Stored dataset items:

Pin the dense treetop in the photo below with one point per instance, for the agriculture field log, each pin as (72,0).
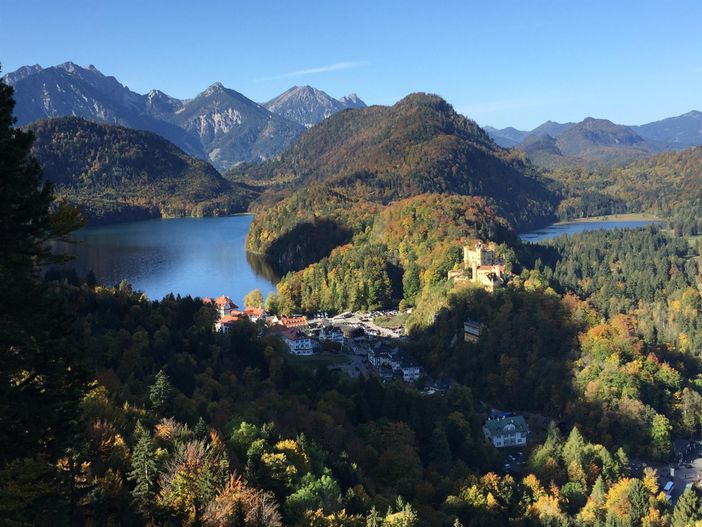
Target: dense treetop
(114,171)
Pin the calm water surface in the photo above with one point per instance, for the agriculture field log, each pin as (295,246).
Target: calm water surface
(186,256)
(558,229)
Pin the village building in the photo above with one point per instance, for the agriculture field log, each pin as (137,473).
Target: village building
(506,431)
(223,304)
(255,314)
(331,334)
(298,343)
(299,322)
(385,359)
(223,325)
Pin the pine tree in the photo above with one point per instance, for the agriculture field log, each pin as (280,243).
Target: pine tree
(42,377)
(574,447)
(144,470)
(639,499)
(687,510)
(160,391)
(201,430)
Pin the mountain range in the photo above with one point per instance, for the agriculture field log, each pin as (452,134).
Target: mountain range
(600,140)
(114,173)
(342,172)
(309,106)
(219,124)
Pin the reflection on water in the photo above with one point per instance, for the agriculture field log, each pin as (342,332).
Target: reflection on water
(186,256)
(558,229)
(260,267)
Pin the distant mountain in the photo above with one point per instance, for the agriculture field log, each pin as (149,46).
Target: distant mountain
(540,148)
(219,124)
(506,137)
(551,128)
(308,106)
(675,132)
(234,129)
(594,134)
(352,101)
(341,171)
(116,173)
(592,140)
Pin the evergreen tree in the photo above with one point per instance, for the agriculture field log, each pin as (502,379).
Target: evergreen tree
(687,510)
(144,470)
(271,304)
(574,447)
(42,377)
(639,499)
(160,391)
(201,431)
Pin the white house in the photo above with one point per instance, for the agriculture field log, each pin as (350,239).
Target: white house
(506,431)
(298,343)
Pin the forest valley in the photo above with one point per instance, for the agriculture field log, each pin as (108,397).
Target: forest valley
(119,410)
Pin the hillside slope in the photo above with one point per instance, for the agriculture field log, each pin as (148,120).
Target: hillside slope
(116,173)
(308,106)
(419,145)
(220,125)
(332,183)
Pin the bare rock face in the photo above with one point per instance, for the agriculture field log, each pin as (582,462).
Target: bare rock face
(309,106)
(219,124)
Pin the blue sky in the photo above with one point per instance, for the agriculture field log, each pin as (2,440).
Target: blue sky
(511,62)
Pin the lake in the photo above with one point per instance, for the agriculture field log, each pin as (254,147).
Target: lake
(575,227)
(186,256)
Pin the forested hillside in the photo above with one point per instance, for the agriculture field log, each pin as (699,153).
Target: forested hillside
(117,410)
(662,184)
(419,145)
(115,173)
(358,163)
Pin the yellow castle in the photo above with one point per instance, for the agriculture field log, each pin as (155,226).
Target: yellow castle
(486,268)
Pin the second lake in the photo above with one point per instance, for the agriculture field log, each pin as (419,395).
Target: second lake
(186,256)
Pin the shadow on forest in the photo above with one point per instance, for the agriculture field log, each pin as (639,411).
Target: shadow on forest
(305,244)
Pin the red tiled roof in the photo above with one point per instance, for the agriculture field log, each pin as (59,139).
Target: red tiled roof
(225,301)
(293,322)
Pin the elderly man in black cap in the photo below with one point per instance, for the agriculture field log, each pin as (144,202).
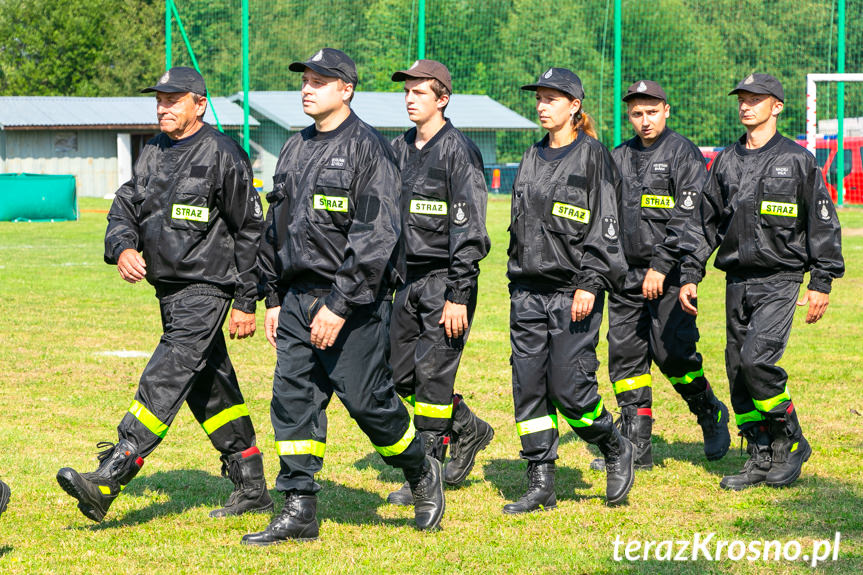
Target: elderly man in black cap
(189,222)
(331,258)
(445,237)
(766,211)
(662,174)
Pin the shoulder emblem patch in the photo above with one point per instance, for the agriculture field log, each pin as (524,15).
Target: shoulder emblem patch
(610,229)
(459,213)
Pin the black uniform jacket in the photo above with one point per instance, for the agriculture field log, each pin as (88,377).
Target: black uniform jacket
(661,185)
(445,220)
(769,213)
(191,209)
(564,231)
(334,219)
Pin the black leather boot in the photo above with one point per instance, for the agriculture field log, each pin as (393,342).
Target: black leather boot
(428,497)
(434,445)
(246,471)
(96,490)
(297,522)
(713,418)
(790,448)
(540,494)
(755,469)
(470,435)
(635,424)
(4,496)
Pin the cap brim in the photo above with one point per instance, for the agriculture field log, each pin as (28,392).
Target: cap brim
(402,75)
(534,87)
(166,88)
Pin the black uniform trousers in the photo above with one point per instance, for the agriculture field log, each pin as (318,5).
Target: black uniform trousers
(424,359)
(190,364)
(758,323)
(553,369)
(642,330)
(355,368)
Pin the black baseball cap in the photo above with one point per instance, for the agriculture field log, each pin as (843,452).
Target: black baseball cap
(760,84)
(329,62)
(562,80)
(645,89)
(179,79)
(426,69)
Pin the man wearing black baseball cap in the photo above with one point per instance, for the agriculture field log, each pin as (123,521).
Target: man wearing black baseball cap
(189,223)
(445,238)
(330,261)
(767,212)
(663,173)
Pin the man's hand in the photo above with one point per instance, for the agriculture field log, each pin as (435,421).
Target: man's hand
(817,304)
(271,322)
(653,282)
(131,266)
(325,328)
(582,304)
(242,324)
(454,319)
(688,298)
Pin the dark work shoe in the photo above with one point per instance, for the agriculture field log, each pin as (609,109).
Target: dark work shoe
(470,436)
(755,469)
(540,494)
(428,496)
(95,491)
(713,418)
(619,466)
(790,449)
(246,471)
(5,493)
(297,522)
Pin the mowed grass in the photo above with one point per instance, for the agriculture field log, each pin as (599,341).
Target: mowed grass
(62,308)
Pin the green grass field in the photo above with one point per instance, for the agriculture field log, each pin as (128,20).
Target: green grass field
(61,309)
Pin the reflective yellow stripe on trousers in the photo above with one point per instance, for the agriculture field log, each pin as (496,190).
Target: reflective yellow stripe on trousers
(225,416)
(301,447)
(400,445)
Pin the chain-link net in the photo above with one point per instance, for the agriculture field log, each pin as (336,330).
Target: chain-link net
(697,49)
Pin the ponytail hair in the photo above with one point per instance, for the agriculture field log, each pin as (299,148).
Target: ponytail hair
(582,122)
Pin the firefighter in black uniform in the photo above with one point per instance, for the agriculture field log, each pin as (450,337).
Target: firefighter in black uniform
(445,237)
(192,210)
(662,174)
(563,252)
(331,258)
(766,209)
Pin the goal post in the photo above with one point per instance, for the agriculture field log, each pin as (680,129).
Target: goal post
(812,123)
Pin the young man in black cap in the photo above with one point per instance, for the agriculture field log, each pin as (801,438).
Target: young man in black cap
(662,173)
(766,209)
(331,259)
(445,237)
(189,222)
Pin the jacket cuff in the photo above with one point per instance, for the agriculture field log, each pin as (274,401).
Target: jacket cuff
(689,278)
(245,305)
(661,266)
(337,304)
(459,296)
(273,300)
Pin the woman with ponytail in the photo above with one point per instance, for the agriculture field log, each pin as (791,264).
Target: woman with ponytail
(564,253)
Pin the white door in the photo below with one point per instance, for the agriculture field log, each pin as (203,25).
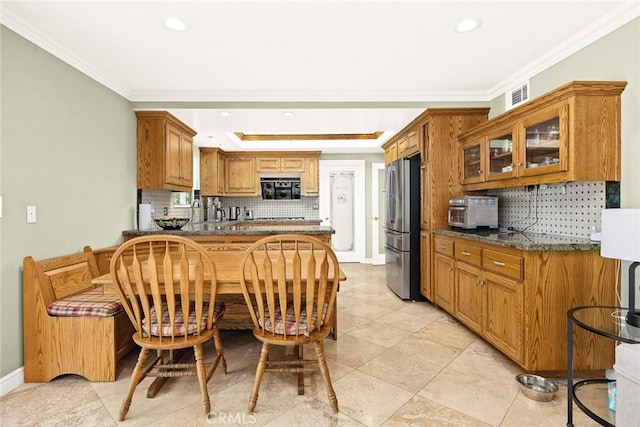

PROBLEM: Which lines above contain the word "hillside", with case counting? Pick out every one of them and copy it.

SOLUTION TO THE PROBLEM:
Pin the hillside slope in the photo above with one point per instance, for the agriculture field log, each pin as (148,120).
Target: hillside slope
Pin the forested hillside in the photo above with one point per instance, for the agriculture field log, each pin as (699,153).
Target: forested hillside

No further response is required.